CONSEGNE SCRITTE:
1. Stampa il brano su Géricault da "Nella raccolta di" giù fino a "francese: Théodore Géricault.", senza cambiare nulla.
2. Elenca i pittori che il brano su Géricault nomina come colleghi del tempo di Géricault.

BRANO SCELTO:
######
L’arte è un continuo scrigno di storie non dette. E neanche immaginate.

Nella raccolta di saggi realizzata da Linda Nochlin, professoressa a New York, storica dell’arte femminista, ho scoperto una storia profondissima su di un grande pittore dell’Ottocento francese: Théodore Géricault.  

Théodore Géricault (Rouen, 26 settembre 1791 – Parigi, 26 gennaio 1824) ha rappresentato pochissimo, nei suoi dipinti, la figura femminile. Spesso ha ritratto solo donne al margine della società: paralitiche, bambine, matte. E donne di colore. Una presenza così rara quella della donna nelle sue tele da aprire un dibattito critico durato anni. Linda Nochlin afferma che al contrario di quanto si possa pensare, Géricault abbia voluto proteggere le donne dalla rappresentazione della sua epoca. Non ritraendole, il pittore ha voluto andar contro a quei corpi voluttuosi e sempre erotici rappresentati dai suoi colleghi del tempo come Ingres, David o Délacroix.
######
DATI FORNITI:

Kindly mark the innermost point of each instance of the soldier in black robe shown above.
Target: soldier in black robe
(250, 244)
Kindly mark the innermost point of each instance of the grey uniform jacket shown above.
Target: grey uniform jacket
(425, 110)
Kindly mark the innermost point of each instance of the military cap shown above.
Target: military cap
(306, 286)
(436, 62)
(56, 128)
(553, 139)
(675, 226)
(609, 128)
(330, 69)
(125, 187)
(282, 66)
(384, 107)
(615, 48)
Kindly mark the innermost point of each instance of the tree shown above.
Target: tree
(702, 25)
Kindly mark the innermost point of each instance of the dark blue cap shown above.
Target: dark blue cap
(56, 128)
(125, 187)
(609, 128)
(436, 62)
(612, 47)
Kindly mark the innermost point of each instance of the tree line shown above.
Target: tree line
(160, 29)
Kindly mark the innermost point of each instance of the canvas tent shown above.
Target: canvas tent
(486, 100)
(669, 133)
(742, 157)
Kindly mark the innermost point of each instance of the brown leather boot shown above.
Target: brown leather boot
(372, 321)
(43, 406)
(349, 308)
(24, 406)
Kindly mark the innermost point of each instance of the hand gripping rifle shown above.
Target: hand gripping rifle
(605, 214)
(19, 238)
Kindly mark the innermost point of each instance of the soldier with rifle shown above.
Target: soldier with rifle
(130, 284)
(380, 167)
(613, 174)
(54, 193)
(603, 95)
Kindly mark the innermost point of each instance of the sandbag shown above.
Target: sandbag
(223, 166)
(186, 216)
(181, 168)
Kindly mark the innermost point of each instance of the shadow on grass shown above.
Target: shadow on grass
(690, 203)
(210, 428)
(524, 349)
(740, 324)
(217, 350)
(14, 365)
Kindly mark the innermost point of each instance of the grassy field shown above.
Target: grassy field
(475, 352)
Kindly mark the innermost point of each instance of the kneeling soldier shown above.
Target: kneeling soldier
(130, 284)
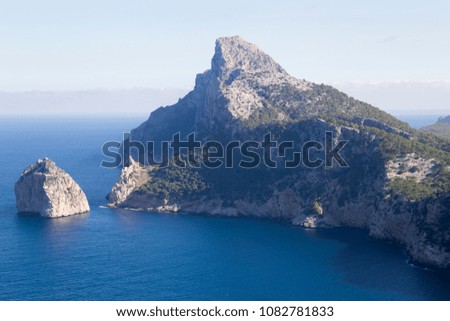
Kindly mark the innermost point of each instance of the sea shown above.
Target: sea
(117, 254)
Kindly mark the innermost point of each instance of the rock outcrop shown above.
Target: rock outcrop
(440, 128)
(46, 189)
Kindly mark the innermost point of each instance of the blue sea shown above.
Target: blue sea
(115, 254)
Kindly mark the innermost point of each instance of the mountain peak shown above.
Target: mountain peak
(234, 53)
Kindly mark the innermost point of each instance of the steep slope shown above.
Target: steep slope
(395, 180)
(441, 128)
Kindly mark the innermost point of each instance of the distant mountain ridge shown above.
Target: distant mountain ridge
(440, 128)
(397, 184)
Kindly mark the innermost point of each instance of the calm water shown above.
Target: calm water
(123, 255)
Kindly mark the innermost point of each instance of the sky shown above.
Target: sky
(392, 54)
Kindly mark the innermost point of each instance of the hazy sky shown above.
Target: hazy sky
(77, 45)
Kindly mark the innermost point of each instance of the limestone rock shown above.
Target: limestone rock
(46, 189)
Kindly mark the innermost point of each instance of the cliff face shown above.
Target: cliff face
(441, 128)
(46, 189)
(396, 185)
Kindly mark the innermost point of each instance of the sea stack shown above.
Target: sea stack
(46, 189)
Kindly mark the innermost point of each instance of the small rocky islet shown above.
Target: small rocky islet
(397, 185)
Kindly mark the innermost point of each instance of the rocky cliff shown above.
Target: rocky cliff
######
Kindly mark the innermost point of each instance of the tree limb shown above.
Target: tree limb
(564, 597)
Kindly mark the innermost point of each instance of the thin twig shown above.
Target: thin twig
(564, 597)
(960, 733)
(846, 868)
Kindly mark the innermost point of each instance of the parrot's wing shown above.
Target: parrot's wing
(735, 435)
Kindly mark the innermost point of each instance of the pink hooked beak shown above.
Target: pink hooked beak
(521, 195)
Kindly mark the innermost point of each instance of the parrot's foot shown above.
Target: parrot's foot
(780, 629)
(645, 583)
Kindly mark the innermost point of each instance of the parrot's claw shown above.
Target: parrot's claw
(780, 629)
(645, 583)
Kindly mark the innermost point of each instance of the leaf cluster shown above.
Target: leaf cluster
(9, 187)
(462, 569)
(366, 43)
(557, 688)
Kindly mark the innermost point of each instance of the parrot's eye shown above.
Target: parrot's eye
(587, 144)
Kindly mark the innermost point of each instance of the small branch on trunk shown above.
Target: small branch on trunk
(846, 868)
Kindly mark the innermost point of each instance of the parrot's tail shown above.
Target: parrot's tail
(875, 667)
######
RISPOSTE PER CONSEGNA:
1.
Nella raccolta di saggi realizzata da Linda Nochlin, professoressa a New York, storica dell’arte femminista, ho scoperto una storia profondissima su di un grande pittore dell’Ottocento francese: Théodore Géricault.

2. Ingres, David, Délacroix